• TESTO FORNITO:
----
Clinica

mar112015

Trattamento dei disturbi dell'alimentazione: equipe multidisciplinari o trattamenti basati sull'evidenza?

In Italia non sono ancora disponibili linee guida per il trattamento dei disturbi dell'alimentazione, ma recentemente sono stati prodotti dei documenti di appropriatezza clinica e di consenso.  I Quaderni del Ministero della Salute (numero 17/22 di luglio 2013) raccomandano di fare studi controllati che consentano di confrontare le diverse tecniche di psicoterapia individuali e familiari, a breve e a lungo termine e di disseminare le terapie basate sull'evidenza.  La Conferenza di consenso (Roma il 24-25 ottobre 2012) sostiene, invece, che "il trattamento mono-professionale non è raccomandato" e che "l'approccio da garantire deve essere multidimensionale, interdisciplinare, multi-professionale integrato".  In queste due raccomandazioni ci sono delle contraddizioni che meritano di essere spiegate.
Le principali terapie basate sulle evidenze, disponibili per i disturbi dell'alimentazione, sono la terapia cognitivo-comportamentale (CBT) e la terapia interpersonale (IPT) per la bulimia nervosa e il disturbo da binge-eating, la terapia basata sulla famiglia (FBT) per gli adolescenti affetti da anoressia nervosa. È da sottolineare il fatto che queste terapie sono state somministrate da un singolo terapeuta e non da équipe multidisciplinari.
----
• DATI FORNITI:
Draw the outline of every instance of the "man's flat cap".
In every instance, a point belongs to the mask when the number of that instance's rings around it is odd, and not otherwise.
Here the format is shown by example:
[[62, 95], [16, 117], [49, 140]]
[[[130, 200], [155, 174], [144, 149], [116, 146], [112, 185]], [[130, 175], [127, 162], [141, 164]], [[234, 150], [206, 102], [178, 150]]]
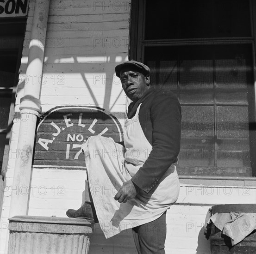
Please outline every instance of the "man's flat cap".
[[138, 71], [142, 73], [144, 76], [150, 76], [150, 69], [148, 66], [140, 63], [137, 62], [134, 60], [131, 60], [130, 61], [126, 61], [121, 64], [117, 65], [115, 68], [116, 75], [120, 78], [120, 72], [125, 67], [131, 67], [133, 68], [135, 68], [137, 69]]

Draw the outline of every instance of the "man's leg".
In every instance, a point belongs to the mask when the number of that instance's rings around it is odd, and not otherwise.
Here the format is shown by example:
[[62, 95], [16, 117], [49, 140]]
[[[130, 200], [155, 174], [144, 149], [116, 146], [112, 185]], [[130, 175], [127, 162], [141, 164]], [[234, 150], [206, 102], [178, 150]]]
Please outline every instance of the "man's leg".
[[138, 254], [164, 254], [166, 212], [156, 220], [132, 229]]

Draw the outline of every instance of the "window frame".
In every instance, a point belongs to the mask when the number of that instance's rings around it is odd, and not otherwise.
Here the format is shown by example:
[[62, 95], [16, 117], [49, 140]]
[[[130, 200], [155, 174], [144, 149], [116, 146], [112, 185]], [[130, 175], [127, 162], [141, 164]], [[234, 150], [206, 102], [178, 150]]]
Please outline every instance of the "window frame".
[[[144, 59], [145, 48], [147, 46], [172, 46], [184, 45], [229, 45], [241, 44], [249, 44], [251, 45], [253, 64], [253, 83], [254, 84], [255, 101], [256, 105], [256, 2], [249, 0], [250, 8], [250, 20], [251, 23], [251, 36], [244, 37], [230, 38], [198, 38], [193, 39], [154, 39], [144, 40], [144, 38], [145, 14], [146, 0], [132, 0], [131, 18], [130, 30], [130, 50], [129, 59], [143, 62]], [[256, 114], [256, 106], [254, 109]], [[253, 132], [254, 130], [250, 130]], [[250, 136], [251, 134], [250, 134]], [[251, 154], [253, 153], [251, 152]], [[253, 155], [253, 156], [256, 155]], [[255, 161], [254, 159], [252, 161]], [[256, 165], [251, 165], [252, 167], [255, 168]], [[253, 172], [254, 175], [256, 172]], [[230, 183], [231, 185], [238, 184], [238, 186], [256, 186], [256, 176], [249, 177], [232, 177], [225, 176], [204, 176], [204, 175], [180, 175], [179, 178], [181, 182], [184, 183], [195, 183], [195, 181], [201, 183], [204, 181], [213, 181], [219, 183], [219, 185], [226, 185]]]

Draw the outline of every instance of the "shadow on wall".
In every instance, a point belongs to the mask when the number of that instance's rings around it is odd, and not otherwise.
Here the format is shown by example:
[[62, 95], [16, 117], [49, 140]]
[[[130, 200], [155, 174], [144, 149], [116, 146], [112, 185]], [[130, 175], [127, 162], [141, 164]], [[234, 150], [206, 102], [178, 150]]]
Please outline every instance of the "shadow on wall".
[[199, 231], [197, 240], [198, 246], [196, 248], [196, 253], [198, 254], [211, 254], [211, 245], [210, 242], [206, 239], [204, 235], [204, 227]]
----
• ATTIVITÀ 1:
Stabilisci se le affermazioni seguenti concordano con il testo sui disturbi dell'alimentazione, rispondendo sì o no e citando alla lettera le parole decisive del testo: (a) In Italia esistono già linee guida per il trattamento dei disturbi dell'alimentazione. (b) La Conferenza di consenso non raccomanda il trattamento mono-professionale. (c) Le terapie basate sulle evidenze sono state somministrate da équipe multidisciplinari.
• ATTIVITÀ 2:
Secondo il testo sui disturbi dell'alimentazione, quale terapia basata sulle evidenze è indicata per gli adolescenti affetti da anoressia nervosa? Rispondi per favore in poche parole.
I record sono materiale a sé, distinto dal testo.

• RISPOSTA 1:
(a) No: «In Italia non sono ancora disponibili linee guida per il trattamento dei disturbi dell'alimentazione».
(b) Sì: «il trattamento mono-professionale non è raccomandato».
(c) No: «queste terapie sono state somministrate da un singolo terapeuta e non da équipe multidisciplinari».

• RISPOSTA 2:
La terapia basata sulla famiglia (FBT).